- Entries from a pointing dataset -
[start]
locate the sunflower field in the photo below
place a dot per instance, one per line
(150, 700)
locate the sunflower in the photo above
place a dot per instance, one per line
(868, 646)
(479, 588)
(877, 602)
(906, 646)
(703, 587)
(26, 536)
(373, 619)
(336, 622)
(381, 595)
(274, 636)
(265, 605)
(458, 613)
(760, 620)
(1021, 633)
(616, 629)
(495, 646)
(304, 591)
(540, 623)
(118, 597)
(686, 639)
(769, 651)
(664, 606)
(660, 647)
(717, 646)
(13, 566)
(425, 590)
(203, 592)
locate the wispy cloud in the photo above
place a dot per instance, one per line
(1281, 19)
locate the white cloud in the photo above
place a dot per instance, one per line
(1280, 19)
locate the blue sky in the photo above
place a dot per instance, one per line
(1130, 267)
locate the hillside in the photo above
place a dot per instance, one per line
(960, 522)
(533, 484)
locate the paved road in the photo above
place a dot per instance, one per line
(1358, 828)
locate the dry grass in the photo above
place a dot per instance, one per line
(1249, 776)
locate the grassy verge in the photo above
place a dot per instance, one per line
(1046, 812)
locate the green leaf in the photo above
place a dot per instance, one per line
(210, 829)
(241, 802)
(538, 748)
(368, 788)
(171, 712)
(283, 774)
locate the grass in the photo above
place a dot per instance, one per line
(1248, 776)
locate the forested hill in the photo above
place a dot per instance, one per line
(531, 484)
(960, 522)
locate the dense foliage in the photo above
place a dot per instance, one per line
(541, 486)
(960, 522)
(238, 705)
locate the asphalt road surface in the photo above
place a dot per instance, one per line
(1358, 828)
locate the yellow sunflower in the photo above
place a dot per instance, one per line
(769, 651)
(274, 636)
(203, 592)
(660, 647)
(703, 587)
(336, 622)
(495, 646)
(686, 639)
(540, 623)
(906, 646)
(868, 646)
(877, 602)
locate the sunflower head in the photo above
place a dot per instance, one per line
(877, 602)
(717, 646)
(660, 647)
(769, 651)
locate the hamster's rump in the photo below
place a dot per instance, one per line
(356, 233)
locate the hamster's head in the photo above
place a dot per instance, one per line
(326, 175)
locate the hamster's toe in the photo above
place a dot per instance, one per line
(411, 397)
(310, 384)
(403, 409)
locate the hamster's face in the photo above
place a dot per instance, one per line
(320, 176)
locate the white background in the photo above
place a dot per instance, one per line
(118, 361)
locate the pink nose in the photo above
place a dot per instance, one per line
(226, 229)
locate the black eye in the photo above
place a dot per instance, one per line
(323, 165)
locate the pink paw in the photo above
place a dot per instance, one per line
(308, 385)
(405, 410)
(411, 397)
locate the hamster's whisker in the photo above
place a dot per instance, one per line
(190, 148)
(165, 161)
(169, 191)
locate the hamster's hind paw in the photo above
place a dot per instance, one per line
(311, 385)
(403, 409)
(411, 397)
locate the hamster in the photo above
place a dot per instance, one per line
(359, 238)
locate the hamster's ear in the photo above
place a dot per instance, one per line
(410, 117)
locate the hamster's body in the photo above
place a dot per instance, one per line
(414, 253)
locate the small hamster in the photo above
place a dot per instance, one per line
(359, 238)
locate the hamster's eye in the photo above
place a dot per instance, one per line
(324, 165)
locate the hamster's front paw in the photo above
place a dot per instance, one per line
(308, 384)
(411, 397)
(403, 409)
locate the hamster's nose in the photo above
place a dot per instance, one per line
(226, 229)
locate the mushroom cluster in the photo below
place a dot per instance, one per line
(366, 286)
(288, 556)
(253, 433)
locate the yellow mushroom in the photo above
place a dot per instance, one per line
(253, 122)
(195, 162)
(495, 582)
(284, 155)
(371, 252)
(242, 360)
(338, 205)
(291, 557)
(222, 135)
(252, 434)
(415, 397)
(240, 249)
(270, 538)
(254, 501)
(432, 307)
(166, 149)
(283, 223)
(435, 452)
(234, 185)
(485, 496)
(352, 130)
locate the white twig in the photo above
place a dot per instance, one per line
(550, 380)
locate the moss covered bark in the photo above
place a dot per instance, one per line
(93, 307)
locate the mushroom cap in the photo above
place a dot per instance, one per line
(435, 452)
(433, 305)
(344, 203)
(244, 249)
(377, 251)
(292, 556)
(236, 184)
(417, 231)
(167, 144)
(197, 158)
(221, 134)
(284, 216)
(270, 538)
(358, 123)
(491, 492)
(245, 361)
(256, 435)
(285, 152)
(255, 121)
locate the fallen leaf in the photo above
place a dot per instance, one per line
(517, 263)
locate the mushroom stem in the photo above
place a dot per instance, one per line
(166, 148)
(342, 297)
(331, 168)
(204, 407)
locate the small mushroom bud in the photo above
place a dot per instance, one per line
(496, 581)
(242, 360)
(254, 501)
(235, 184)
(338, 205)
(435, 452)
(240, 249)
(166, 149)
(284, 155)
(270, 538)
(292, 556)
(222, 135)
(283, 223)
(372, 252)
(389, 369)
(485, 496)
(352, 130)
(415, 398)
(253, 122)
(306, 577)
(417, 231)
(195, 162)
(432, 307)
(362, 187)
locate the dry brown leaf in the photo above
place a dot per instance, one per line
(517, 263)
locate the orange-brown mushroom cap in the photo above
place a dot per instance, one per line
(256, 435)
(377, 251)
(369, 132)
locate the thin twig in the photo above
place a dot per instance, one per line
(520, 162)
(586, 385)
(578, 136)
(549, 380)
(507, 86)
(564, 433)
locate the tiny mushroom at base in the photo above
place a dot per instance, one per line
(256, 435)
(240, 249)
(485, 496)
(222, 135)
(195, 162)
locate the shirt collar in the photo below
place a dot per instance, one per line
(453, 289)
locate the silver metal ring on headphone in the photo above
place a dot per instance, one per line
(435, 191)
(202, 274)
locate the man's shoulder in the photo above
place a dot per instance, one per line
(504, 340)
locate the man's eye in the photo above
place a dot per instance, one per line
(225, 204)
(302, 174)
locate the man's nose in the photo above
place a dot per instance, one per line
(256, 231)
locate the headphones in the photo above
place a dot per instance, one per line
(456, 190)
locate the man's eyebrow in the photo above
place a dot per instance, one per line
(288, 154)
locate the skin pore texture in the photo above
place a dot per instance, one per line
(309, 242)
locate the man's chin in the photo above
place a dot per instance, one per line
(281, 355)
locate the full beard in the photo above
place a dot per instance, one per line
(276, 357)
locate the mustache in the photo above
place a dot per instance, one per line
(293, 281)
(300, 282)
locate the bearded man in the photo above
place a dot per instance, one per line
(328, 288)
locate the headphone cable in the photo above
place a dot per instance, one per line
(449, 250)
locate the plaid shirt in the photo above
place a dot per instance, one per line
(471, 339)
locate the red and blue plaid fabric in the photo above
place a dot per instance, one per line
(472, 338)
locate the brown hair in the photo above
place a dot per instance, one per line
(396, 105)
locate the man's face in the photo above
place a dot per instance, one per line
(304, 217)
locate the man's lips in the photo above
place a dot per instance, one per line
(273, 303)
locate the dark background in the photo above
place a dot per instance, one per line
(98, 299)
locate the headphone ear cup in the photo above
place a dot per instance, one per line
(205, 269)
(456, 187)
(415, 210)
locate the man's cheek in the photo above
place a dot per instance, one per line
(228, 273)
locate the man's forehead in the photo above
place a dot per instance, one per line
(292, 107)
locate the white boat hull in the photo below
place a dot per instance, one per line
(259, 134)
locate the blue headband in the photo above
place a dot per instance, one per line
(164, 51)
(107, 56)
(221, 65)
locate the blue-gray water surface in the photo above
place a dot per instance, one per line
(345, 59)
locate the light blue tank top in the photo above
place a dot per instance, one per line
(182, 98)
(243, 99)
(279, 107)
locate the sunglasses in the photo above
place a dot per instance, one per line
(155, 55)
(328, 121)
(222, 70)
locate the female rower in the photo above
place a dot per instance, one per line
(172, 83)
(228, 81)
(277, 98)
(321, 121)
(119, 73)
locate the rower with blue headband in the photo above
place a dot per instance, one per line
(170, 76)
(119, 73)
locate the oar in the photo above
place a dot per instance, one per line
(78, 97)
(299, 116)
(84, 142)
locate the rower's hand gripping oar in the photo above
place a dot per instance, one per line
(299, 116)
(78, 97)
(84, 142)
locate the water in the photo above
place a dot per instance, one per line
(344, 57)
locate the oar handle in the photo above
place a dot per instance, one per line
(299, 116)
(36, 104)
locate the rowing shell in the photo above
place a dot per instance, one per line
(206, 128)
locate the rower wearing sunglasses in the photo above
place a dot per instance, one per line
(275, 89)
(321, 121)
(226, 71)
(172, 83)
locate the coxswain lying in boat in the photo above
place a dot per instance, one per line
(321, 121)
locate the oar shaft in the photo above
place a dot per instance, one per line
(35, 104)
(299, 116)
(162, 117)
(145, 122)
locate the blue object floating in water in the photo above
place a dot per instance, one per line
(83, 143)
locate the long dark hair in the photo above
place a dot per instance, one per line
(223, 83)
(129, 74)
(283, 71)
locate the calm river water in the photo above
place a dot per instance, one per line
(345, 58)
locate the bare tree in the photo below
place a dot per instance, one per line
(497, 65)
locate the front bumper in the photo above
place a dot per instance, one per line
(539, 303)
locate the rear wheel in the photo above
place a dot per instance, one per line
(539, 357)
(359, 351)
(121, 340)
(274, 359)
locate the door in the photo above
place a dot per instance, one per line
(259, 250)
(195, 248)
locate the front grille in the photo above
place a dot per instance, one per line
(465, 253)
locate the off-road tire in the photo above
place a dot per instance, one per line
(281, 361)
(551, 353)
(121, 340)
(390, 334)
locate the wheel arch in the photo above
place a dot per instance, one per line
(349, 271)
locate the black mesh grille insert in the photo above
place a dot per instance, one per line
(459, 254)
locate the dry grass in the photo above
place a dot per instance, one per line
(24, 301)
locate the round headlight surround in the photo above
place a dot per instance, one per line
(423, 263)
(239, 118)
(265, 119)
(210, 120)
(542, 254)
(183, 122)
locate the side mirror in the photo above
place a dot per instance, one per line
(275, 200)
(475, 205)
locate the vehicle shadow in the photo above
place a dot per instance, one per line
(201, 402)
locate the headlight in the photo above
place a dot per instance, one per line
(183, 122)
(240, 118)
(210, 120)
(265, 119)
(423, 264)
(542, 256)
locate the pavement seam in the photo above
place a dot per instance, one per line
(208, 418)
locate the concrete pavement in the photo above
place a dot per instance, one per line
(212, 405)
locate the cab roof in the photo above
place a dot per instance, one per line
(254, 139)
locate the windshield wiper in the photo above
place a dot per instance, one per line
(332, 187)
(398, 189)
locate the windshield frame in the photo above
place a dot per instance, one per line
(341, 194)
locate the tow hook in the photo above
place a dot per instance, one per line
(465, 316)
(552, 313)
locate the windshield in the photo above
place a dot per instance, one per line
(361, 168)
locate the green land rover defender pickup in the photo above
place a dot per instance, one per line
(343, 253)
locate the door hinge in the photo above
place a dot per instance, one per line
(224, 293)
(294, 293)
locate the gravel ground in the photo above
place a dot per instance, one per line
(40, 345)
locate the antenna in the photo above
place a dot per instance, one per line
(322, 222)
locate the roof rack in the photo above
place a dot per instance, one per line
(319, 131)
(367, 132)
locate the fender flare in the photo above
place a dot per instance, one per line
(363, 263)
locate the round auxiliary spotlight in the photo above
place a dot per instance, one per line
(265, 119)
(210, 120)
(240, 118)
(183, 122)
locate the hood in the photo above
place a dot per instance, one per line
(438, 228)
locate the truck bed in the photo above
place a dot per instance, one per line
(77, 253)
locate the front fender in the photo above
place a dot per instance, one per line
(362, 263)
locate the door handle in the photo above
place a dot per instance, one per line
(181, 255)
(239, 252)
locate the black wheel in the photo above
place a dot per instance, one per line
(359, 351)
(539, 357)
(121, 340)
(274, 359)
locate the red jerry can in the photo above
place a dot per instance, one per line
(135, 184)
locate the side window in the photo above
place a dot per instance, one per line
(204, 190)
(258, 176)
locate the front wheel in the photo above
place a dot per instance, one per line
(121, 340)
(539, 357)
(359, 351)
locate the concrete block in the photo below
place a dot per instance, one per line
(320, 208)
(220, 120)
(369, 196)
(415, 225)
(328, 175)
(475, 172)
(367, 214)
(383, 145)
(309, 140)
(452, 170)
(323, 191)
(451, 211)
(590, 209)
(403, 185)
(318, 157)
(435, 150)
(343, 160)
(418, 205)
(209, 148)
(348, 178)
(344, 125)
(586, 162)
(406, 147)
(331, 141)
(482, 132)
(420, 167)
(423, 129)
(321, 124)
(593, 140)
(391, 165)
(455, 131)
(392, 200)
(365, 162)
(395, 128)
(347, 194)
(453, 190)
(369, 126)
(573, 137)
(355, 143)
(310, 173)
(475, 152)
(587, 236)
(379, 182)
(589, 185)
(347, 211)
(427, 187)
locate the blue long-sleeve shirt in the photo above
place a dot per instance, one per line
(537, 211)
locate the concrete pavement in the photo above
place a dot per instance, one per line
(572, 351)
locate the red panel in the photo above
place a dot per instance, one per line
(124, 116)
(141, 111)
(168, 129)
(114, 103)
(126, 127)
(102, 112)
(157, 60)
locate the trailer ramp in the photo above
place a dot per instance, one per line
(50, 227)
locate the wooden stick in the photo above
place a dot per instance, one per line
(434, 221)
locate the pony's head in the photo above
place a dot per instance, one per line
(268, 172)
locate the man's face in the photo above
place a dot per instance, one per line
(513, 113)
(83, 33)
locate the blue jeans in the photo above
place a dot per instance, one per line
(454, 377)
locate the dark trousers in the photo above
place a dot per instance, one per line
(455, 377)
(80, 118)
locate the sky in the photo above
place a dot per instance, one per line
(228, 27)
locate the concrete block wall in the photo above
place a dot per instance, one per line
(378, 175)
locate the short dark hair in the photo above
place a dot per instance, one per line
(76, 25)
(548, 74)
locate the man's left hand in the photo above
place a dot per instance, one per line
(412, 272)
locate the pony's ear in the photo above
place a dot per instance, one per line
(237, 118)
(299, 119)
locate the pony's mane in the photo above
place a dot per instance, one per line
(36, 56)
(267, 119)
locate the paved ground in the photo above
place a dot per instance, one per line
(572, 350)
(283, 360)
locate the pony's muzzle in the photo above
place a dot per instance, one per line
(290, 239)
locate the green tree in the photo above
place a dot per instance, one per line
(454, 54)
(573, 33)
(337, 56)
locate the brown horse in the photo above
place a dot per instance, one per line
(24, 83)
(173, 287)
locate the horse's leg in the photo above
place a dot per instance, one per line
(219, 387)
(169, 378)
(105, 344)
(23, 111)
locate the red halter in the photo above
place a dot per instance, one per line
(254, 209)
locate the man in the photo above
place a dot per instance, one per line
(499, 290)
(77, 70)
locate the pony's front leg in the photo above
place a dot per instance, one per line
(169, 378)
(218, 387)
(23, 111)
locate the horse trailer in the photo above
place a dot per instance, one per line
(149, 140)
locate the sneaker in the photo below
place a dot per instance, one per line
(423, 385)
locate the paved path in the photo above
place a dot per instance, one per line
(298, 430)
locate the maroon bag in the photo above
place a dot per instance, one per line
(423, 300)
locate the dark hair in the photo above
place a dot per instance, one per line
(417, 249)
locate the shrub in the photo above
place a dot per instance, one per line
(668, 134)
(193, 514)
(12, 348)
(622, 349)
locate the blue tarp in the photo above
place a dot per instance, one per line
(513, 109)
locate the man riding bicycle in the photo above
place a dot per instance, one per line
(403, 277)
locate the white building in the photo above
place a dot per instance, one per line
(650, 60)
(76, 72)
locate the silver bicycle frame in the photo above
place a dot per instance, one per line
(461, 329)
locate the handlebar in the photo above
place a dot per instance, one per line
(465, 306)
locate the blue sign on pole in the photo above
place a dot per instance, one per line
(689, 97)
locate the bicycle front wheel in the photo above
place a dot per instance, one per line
[end]
- REQUIRED TASK -
Only the lines from the one containing "locate the man riding" through the end of the entries above belong in the answer; repeat them exactly.

- RESULT FOR THIS EXERCISE -
locate the man riding bicycle in the photo above
place a dot per instance, one per line
(403, 277)
locate the white building in the photo above
place a dot per instance, one per line
(650, 60)
(76, 72)
locate the silver bicycle frame in the photo above
place a dot per instance, one per line
(461, 329)
locate the handlebar in the photo above
place a dot per instance, one per line
(465, 306)
locate the blue sign on pole in the photo above
place a dot per instance, one per line
(689, 97)
locate the bicycle front wheel in the photo above
place a dot per instance, one per line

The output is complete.